EXTRACT TO READ
++++++++++

Azerbaijani Authorities Say Two Extremists Killed In Tense City Of Ganca

BAKU -- Authorities say police killed two alleged religious extremists in a confrontation in Ganca, Azerbaijan's second-largest city and the site of past violence blamed on Islamic militants.

Famil Alakbarov and Rustam Rzayev were killed on November 4 after they refused to stop their car and opened fire at police, the South Caucasus nation's State Security Service (DTX) said in a statement.

It said that Alakbarov and Rzayev were "members of a militant radical extremist group" and that police sought to stop their car after receiving information that the two had purchased weapons and explosive devices and were plotting a terrorist attack.

Police found an AK-47 assault rifle, explosives with detonators, and a grenade in the car, the statement said.

There was no way of verifying the account given by the authorities in the former Soviet republic, who critics contend sometimes falsely accuse suspects of crimes, plots, and extremist views.

Tension has persisted in the western city of Ganca since early July, when its mayor was shot and wounded in an attack outside his office and two police officers were killed in unrest that erupted in the wake of the attack.

Police arrested a suspect in the attack on the city's chief executive, Elmar Valiyev.

They alleged that the suspect, Yunis Safarov, belonged to a radical Islamist group and was plotting a coup intended to pave the way for the creation of an Islamic state in the mostly Shi'ite Muslim nation that borders Iran.

++++++++++

SOURCE MATERIAL
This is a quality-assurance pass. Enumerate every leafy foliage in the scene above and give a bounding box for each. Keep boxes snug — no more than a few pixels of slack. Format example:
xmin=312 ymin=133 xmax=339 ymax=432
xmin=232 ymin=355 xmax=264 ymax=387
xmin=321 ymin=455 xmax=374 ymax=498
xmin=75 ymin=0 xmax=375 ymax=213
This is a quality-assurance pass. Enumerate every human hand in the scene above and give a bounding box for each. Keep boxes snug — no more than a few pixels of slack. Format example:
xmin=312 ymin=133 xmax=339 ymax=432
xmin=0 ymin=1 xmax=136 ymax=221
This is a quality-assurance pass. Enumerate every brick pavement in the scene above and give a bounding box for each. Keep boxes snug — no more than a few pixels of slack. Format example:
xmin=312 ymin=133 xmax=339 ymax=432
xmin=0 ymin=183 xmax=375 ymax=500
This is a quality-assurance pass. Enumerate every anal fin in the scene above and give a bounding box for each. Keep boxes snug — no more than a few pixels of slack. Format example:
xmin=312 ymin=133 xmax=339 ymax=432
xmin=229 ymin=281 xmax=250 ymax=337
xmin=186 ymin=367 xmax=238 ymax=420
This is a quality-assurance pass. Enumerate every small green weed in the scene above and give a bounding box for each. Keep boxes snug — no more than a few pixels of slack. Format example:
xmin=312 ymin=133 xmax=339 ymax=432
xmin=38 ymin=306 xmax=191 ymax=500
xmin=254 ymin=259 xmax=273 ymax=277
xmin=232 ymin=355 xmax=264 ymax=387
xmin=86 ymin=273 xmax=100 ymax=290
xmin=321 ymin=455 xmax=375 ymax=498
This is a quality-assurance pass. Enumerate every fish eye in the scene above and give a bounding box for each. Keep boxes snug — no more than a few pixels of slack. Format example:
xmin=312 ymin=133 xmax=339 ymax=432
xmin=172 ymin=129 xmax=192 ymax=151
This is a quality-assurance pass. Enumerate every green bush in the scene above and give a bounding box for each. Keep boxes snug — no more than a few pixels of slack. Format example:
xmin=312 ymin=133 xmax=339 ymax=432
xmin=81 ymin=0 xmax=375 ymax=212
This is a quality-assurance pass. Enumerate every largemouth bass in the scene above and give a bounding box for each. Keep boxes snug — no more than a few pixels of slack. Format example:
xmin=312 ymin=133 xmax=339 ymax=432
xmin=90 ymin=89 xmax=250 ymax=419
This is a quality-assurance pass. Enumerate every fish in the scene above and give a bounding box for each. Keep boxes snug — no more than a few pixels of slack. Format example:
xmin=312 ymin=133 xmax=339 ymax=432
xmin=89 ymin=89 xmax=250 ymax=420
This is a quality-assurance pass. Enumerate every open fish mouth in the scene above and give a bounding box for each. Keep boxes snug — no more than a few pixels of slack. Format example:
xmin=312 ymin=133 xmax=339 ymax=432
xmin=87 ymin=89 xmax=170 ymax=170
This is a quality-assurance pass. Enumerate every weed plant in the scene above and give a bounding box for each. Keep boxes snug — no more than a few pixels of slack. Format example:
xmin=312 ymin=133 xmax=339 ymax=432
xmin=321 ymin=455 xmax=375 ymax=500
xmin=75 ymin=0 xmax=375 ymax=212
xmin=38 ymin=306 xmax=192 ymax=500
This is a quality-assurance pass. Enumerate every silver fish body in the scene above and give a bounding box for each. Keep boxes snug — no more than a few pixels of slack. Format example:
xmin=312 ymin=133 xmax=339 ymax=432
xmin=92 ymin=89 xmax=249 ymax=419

++++++++++

ASSIGNMENT
Repeat the passage of the Ganca news report starting at "Police found an" and ending at "that borders Iran.". These rows were drawn from a separate source.

REPLY
Police found an AK-47 assault rifle, explosives with detonators, and a grenade in the car, the statement said.

There was no way of verifying the account given by the authorities in the former Soviet republic, who critics contend sometimes falsely accuse suspects of crimes, plots, and extremist views.

Tension has persisted in the western city of Ganca since early July, when its mayor was shot and wounded in an attack outside his office and two police officers were killed in unrest that erupted in the wake of the attack.

Police arrested a suspect in the attack on the city's chief executive, Elmar Valiyev.

They alleged that the suspect, Yunis Safarov, belonged to a radical Islamist group and was plotting a coup intended to pave the way for the creation of an Islamic state in the mostly Shi'ite Muslim nation that borders Iran.